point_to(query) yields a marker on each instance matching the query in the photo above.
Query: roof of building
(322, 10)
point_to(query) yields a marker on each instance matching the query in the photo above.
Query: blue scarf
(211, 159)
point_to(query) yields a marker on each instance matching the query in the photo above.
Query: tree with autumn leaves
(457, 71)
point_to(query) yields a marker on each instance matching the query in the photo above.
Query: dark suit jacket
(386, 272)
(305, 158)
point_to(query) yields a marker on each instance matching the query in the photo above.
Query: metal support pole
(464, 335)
☆ ☆ ☆
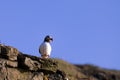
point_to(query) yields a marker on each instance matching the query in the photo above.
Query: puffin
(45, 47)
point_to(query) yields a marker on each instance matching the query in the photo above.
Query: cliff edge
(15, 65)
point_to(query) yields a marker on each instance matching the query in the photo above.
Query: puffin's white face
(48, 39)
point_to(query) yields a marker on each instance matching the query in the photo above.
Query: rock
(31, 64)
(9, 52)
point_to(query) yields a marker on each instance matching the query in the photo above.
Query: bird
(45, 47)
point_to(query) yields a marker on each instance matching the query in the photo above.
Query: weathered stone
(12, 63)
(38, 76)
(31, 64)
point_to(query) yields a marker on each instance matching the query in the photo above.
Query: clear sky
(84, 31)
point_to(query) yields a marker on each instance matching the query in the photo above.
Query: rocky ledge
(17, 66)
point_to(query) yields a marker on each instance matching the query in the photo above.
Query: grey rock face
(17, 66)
☆ ☆ ☆
Objective: State how many lines in the material above contain the word "face", giving only the number.

Task answer: 2